**INSTRUCTIONS TO FOLLOW:** Reproduce the listing below line for line, with no changes to any of it.

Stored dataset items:
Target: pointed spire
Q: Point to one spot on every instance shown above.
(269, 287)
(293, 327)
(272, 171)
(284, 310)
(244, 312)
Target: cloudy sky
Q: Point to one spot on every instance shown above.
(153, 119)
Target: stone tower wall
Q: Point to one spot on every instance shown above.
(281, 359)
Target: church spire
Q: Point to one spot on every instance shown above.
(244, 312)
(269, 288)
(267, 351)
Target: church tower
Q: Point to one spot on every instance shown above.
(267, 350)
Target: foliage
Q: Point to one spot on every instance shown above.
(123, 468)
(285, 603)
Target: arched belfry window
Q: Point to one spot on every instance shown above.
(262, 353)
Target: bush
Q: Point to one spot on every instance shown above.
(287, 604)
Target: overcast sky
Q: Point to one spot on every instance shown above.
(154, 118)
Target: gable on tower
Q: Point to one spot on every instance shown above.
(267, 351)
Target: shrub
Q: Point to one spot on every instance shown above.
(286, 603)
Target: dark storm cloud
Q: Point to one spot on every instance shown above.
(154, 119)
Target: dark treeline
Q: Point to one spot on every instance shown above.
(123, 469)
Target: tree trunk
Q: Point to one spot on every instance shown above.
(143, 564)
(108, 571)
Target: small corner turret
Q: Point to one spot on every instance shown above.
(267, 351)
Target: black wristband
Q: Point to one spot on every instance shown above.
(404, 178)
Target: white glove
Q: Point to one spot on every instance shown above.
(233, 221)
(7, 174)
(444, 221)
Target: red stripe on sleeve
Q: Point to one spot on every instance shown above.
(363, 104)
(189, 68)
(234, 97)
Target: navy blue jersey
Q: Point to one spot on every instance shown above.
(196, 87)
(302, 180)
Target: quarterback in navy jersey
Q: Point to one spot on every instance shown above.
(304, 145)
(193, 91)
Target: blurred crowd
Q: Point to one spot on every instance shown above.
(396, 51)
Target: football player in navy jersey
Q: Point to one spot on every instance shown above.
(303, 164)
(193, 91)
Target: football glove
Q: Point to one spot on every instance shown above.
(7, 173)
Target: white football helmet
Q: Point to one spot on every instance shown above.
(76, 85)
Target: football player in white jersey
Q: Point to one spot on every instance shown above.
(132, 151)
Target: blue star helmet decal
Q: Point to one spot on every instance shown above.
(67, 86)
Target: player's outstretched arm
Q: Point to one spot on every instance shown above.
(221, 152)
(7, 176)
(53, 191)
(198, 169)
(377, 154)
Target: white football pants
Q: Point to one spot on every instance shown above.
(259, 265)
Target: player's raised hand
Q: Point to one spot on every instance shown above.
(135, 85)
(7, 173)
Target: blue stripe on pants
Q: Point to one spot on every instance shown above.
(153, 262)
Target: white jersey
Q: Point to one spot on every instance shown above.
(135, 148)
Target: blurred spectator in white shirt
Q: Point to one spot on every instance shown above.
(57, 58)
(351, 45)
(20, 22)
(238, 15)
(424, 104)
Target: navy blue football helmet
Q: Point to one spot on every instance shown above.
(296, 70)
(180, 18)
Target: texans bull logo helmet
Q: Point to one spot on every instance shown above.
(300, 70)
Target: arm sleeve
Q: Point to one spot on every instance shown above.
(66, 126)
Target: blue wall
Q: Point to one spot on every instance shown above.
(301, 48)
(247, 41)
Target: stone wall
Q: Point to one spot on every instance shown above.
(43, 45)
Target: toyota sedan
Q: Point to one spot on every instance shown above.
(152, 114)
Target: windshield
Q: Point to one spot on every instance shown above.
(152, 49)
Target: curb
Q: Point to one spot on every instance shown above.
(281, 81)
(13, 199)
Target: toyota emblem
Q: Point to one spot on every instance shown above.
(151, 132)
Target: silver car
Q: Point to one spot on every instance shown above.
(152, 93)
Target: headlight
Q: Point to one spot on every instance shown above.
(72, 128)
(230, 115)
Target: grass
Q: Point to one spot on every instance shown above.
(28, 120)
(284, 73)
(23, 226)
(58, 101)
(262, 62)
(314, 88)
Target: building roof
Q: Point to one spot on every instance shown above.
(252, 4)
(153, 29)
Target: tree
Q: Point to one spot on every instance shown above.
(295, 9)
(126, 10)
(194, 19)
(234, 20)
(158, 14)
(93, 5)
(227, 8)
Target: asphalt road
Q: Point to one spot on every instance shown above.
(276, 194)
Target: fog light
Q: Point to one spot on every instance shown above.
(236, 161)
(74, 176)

**RESPONSE TO THE EXERCISE:**
Target: pointed spire
Q: Point to one spot on every instance shown above.
(269, 287)
(293, 327)
(272, 171)
(284, 310)
(244, 312)
Target: cloudy sky
Q: Point to one spot on every instance shown above.
(153, 119)
Target: stone tower wall
Q: Point to one spot on every instance shown above.
(281, 359)
Target: church spire
Q: Point to one spot on every instance shown above.
(244, 312)
(269, 288)
(267, 351)
Target: church tower
Q: Point to one spot on every instance shown above.
(267, 350)
Target: foliage
Q: Point to one spot on every instance shown above.
(123, 468)
(285, 603)
Target: arched belfry window
Q: Point to one spot on every instance shown above.
(262, 353)
Target: bush
Q: Point to one spot on every instance shown above.
(287, 604)
Target: overcast sky
Q: Point to one spot on every instance shown above.
(154, 118)
Target: gable on tower
Q: Point to one spot on every instance shown above.
(267, 351)
Target: shrub
Q: Point to one spot on every instance shown above.
(286, 603)
Target: dark storm cloud
Q: Point to one spot on every instance shown above.
(154, 119)
Target: dark treeline
Q: Point to one spot on every instance shown above.
(123, 469)
Target: tree trunk
Q: Point to one spot on every instance shown above.
(143, 564)
(108, 571)
Target: small corner turret
Q: Point to one spot on every instance shown above.
(267, 351)
Target: black wristband
Q: Point to one spot on every instance shown above.
(404, 178)
Target: white glove
Q: Point to one spot on every instance shown above.
(233, 221)
(7, 174)
(444, 221)
Target: red stripe on sleeve
Q: Point to one spot on every instance shown above.
(363, 104)
(189, 68)
(234, 97)
Target: navy blue jersey
Q: Point to one spot on every instance shown above.
(196, 87)
(302, 180)
Target: quarterback in navy jersey
Q: Point to one spot on every instance shown above.
(304, 145)
(193, 91)
Target: blurred crowd
Q: Point to one spot on every instance shown above.
(396, 51)
Target: football player in navy jersey
Q: Point to one spot on every instance shown above.
(303, 164)
(193, 91)
Target: football glove
Q: Point to one spot on every instance shown above.
(7, 173)
Target: white football helmet
Q: Point to one spot on every instance shown above.
(76, 85)
Target: football player in white jersey
Q: Point to one spot on every instance shown above.
(132, 151)
Target: blue star helmet decal
Q: Point to one spot on every instance shown above.
(67, 86)
Target: player's outstretched arm
Q: Point to one spot on every instance shown above.
(221, 152)
(7, 176)
(53, 191)
(198, 169)
(377, 154)
Target: white football pants
Q: Point to one spot on every instance shown above.
(259, 265)
Target: player's raised hand
Q: Point to one spot on every instance shown above.
(135, 85)
(7, 173)
Target: blue stripe on pants
Q: Point to one spot on every instance shown above.
(153, 262)
Target: white jersey
Q: Point to one spot on every instance shown above.
(135, 148)
Target: blurred spectator in white shirt
Q: Point to one spot on every instance shown above.
(57, 58)
(351, 45)
(20, 22)
(238, 15)
(424, 104)
Target: navy blue football helmet
Q: Point to one spot on every instance shown above.
(296, 70)
(180, 18)
Target: texans bull logo helmet
Q: Point to one spot on every instance shown above.
(300, 70)
Target: arm sleeve
Q: Point to one spot on every instance shown above.
(66, 126)
Target: blue wall
Q: Point to one spot on every instance shown above.
(301, 48)
(247, 41)
Target: stone wall
Q: Point to one spot on every instance shown above.
(43, 45)
Target: toyota sedan
Q: Point to one spot on every instance shown above.
(152, 114)
Target: windshield
Q: Point to one spot on every instance shown above.
(152, 49)
Target: curb
Q: Point to one spot on every instance shown above.
(281, 81)
(13, 199)
Target: toyota emblem
Q: Point to one spot on every instance shown above.
(151, 132)
Target: silver car
Q: Point to one spot on every instance shown above.
(152, 93)
Target: headlight
Q: Point to one spot on every instance shown above.
(72, 128)
(230, 115)
Target: grass
Q: Point to one spot on every instance shown above.
(28, 120)
(284, 73)
(23, 226)
(58, 101)
(262, 62)
(314, 88)
Target: building roof
Q: Point to one spot on every instance shown above.
(252, 4)
(153, 29)
Target: tree
Q: Point to one spot on every instance shown above.
(295, 9)
(126, 10)
(194, 19)
(234, 20)
(158, 14)
(93, 5)
(227, 8)
Target: asphalt road
Q: Point to one spot on every instance shown above.
(276, 194)
Target: fog light
Q: Point to one spot on every instance shown above.
(236, 161)
(74, 176)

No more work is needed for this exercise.